**WORK INSTRUCTIONS**
Count the lines in the records below that contain the string "handle", treating uppercase and lowercase as different. Give only the number.

**Image region labeling entries**

......

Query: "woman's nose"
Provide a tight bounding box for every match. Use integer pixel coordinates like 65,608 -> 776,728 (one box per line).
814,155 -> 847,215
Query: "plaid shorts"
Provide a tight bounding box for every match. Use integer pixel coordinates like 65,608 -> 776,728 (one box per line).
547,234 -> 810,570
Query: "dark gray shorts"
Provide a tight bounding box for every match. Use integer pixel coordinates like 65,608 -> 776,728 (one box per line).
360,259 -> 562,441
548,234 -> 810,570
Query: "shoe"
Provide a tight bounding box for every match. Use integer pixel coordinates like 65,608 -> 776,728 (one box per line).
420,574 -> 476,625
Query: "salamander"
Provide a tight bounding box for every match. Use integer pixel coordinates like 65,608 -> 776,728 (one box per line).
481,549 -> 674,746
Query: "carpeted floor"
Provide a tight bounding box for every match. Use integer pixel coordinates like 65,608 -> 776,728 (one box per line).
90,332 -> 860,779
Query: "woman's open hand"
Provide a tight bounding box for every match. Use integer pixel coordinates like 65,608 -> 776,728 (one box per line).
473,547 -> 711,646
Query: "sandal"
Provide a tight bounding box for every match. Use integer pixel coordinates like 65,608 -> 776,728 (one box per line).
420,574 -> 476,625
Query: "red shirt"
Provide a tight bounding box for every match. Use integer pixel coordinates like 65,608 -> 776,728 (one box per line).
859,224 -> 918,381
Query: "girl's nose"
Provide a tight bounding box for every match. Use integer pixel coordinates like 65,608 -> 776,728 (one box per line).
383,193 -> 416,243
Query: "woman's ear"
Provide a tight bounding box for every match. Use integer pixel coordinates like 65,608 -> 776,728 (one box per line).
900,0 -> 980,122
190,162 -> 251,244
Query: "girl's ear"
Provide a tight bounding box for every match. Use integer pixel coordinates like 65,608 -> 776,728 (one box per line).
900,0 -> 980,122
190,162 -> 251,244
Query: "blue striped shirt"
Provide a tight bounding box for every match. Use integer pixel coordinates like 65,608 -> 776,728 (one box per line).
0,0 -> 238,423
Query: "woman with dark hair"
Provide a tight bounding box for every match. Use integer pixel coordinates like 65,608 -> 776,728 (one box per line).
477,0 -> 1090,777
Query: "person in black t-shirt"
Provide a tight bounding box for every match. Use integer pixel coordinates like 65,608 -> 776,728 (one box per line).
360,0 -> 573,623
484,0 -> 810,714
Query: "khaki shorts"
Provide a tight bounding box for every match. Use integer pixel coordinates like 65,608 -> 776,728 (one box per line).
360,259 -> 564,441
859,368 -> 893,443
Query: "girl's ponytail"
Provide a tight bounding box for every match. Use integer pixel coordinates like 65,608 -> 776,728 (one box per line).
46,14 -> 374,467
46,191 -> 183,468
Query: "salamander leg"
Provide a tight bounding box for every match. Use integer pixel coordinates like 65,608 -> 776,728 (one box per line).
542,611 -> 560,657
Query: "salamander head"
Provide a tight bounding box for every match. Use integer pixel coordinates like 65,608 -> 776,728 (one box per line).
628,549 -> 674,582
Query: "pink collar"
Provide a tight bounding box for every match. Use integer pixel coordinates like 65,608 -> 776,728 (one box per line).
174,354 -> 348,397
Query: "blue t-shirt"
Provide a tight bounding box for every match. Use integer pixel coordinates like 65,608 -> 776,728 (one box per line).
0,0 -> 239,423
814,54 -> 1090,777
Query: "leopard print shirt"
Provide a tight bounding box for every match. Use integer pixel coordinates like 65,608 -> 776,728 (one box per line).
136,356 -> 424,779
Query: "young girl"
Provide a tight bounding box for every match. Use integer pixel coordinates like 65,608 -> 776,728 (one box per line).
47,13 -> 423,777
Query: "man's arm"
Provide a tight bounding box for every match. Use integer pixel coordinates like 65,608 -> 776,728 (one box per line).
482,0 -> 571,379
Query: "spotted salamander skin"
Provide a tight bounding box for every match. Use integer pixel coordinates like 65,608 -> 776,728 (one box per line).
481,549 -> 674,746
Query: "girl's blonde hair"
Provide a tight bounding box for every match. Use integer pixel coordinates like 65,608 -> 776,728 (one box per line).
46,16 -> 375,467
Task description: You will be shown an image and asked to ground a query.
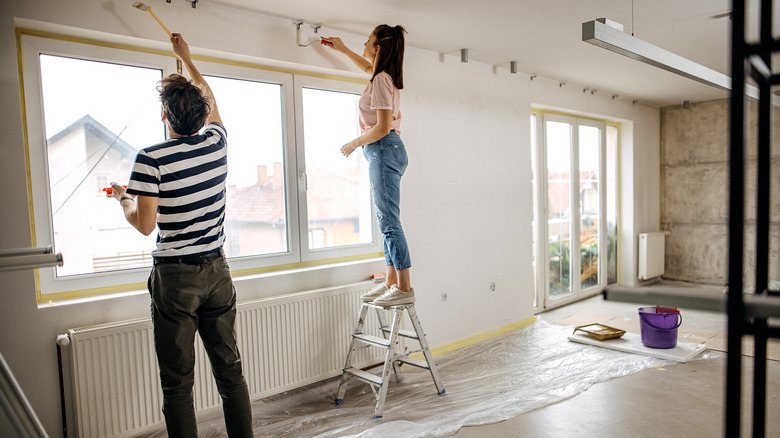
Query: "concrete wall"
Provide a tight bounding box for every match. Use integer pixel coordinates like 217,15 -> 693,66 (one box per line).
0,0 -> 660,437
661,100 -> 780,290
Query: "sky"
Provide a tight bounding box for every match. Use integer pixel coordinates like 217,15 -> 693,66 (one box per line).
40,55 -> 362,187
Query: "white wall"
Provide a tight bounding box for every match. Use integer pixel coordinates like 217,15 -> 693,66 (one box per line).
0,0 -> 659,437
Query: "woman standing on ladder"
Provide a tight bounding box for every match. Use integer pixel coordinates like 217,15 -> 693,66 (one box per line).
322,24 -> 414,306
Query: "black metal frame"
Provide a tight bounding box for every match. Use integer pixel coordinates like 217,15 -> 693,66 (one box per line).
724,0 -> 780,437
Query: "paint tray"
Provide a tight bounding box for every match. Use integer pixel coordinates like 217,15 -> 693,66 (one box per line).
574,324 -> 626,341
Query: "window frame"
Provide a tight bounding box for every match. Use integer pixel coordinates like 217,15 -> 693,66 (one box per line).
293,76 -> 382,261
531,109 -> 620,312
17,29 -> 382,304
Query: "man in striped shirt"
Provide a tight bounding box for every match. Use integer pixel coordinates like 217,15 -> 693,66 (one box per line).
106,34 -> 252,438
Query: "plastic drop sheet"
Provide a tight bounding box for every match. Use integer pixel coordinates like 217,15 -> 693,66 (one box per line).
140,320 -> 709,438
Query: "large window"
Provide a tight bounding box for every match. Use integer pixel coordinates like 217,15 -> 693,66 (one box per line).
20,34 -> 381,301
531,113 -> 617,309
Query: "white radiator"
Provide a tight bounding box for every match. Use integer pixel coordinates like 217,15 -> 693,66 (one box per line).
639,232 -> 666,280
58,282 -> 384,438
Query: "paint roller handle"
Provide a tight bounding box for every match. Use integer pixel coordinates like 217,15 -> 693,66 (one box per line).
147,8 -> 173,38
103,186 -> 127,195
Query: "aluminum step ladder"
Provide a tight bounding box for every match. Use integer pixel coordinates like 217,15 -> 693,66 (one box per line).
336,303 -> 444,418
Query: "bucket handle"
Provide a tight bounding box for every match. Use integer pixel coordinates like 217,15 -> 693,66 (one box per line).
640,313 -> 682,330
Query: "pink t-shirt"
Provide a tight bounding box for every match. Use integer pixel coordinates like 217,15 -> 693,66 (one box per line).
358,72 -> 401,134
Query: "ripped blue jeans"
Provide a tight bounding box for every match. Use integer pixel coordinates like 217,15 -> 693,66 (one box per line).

......

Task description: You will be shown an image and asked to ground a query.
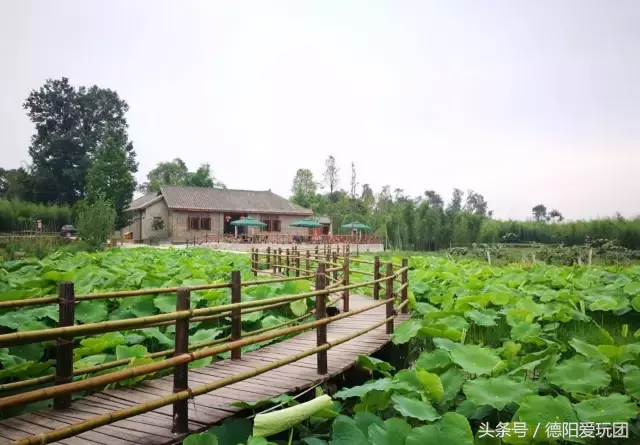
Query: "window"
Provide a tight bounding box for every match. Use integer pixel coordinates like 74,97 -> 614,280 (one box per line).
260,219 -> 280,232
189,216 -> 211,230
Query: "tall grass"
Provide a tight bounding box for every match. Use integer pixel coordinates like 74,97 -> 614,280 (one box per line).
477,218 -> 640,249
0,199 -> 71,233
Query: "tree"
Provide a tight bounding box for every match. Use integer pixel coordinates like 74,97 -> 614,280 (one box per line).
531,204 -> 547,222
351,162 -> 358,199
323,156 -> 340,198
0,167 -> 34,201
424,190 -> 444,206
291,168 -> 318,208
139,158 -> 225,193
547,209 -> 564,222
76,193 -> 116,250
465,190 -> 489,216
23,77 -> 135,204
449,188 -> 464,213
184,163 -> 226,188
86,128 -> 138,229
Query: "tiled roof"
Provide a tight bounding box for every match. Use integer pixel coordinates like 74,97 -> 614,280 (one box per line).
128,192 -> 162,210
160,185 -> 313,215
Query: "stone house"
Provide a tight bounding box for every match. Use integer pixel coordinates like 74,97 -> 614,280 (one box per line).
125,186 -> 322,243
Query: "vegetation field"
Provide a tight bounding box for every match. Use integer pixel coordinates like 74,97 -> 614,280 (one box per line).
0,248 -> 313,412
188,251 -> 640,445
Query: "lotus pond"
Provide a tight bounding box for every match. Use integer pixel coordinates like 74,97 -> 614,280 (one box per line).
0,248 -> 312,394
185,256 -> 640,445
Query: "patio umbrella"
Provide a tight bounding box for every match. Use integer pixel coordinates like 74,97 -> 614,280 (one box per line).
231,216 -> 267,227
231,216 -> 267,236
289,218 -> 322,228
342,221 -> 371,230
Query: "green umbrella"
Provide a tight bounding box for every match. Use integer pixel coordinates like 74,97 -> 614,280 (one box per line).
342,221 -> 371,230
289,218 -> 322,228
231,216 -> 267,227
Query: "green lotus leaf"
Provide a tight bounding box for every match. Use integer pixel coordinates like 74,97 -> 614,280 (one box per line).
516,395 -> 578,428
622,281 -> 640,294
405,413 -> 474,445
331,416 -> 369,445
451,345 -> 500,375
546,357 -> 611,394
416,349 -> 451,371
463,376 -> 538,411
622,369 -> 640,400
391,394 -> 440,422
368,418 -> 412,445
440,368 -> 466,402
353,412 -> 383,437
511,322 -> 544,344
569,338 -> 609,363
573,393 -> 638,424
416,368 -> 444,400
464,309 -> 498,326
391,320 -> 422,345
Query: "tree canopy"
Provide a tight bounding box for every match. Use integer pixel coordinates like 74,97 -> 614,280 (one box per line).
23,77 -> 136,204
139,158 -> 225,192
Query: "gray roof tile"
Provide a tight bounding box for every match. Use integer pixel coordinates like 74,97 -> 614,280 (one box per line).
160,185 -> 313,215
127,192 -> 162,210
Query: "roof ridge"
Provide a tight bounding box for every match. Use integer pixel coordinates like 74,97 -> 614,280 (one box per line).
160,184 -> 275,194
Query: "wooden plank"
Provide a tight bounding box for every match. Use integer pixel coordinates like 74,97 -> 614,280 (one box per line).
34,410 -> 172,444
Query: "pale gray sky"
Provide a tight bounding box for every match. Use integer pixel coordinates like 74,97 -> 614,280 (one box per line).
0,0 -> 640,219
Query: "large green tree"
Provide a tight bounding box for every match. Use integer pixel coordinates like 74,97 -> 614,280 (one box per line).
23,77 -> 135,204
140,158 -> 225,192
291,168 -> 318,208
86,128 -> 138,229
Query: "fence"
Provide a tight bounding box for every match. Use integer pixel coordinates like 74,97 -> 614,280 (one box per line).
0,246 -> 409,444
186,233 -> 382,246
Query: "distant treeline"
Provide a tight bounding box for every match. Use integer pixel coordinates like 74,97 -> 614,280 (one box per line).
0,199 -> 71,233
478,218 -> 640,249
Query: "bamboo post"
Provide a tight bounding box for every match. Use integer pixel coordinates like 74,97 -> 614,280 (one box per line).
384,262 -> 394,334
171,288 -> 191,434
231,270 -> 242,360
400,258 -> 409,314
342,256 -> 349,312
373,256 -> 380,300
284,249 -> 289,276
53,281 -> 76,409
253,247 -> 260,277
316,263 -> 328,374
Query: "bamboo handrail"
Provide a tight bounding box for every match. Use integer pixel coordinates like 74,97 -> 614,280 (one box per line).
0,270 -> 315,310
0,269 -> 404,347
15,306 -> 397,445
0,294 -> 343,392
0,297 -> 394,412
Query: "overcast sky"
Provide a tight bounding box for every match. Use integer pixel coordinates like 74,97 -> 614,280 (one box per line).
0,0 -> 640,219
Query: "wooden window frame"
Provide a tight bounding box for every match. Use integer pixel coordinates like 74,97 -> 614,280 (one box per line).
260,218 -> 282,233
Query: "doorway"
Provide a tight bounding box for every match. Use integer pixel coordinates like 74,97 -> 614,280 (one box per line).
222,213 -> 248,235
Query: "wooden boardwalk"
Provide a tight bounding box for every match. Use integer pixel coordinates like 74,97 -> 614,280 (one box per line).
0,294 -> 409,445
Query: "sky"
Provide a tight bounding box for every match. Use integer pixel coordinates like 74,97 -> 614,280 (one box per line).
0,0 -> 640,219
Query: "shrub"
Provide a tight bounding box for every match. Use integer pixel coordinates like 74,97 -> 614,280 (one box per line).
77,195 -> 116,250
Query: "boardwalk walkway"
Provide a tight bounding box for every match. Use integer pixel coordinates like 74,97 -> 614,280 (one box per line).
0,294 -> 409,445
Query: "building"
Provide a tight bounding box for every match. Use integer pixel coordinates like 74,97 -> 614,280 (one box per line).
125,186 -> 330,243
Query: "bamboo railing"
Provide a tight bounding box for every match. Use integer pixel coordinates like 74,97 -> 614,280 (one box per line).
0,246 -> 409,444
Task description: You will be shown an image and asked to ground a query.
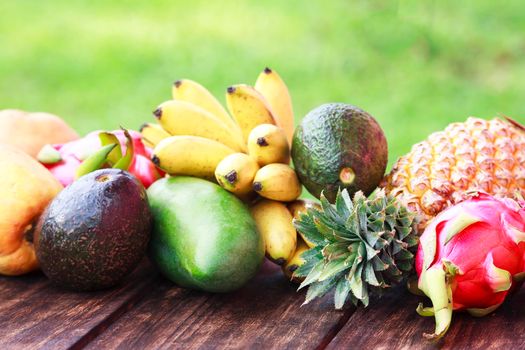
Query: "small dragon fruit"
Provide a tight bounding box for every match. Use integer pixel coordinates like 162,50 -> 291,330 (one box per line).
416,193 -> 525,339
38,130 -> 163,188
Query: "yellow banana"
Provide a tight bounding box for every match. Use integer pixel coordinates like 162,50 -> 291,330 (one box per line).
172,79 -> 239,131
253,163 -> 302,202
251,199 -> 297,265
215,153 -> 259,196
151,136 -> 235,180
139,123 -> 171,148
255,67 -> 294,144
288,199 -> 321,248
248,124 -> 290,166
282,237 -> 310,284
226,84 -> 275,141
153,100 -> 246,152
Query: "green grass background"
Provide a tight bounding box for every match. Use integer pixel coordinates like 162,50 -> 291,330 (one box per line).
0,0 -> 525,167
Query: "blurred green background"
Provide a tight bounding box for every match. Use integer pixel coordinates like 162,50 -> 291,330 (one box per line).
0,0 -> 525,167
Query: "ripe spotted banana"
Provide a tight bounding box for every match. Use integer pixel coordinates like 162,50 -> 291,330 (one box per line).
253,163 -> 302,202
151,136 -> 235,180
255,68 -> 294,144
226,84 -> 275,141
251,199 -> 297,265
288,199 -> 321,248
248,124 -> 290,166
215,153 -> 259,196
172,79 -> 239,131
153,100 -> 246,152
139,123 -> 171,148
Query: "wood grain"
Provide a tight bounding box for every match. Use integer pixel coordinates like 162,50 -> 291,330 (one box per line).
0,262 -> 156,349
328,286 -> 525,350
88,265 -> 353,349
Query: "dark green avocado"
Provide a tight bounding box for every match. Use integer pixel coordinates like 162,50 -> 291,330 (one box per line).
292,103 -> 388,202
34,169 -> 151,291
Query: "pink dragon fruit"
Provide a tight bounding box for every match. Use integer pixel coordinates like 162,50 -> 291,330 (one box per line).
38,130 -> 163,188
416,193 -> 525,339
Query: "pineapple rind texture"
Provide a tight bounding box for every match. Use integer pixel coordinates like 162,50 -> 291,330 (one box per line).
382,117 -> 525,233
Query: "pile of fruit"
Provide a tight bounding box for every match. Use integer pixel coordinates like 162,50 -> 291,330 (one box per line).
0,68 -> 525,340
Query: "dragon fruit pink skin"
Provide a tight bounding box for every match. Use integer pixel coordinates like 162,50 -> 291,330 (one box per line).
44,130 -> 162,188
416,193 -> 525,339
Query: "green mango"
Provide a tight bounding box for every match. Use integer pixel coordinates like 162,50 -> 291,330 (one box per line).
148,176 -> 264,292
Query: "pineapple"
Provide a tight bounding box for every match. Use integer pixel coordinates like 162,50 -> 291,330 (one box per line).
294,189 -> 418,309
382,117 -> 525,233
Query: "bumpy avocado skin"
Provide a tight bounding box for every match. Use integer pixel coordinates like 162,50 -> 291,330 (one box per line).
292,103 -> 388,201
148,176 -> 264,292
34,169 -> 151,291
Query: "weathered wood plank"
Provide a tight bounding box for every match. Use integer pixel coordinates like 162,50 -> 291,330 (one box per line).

......

**WRITTEN SOLUTION**
2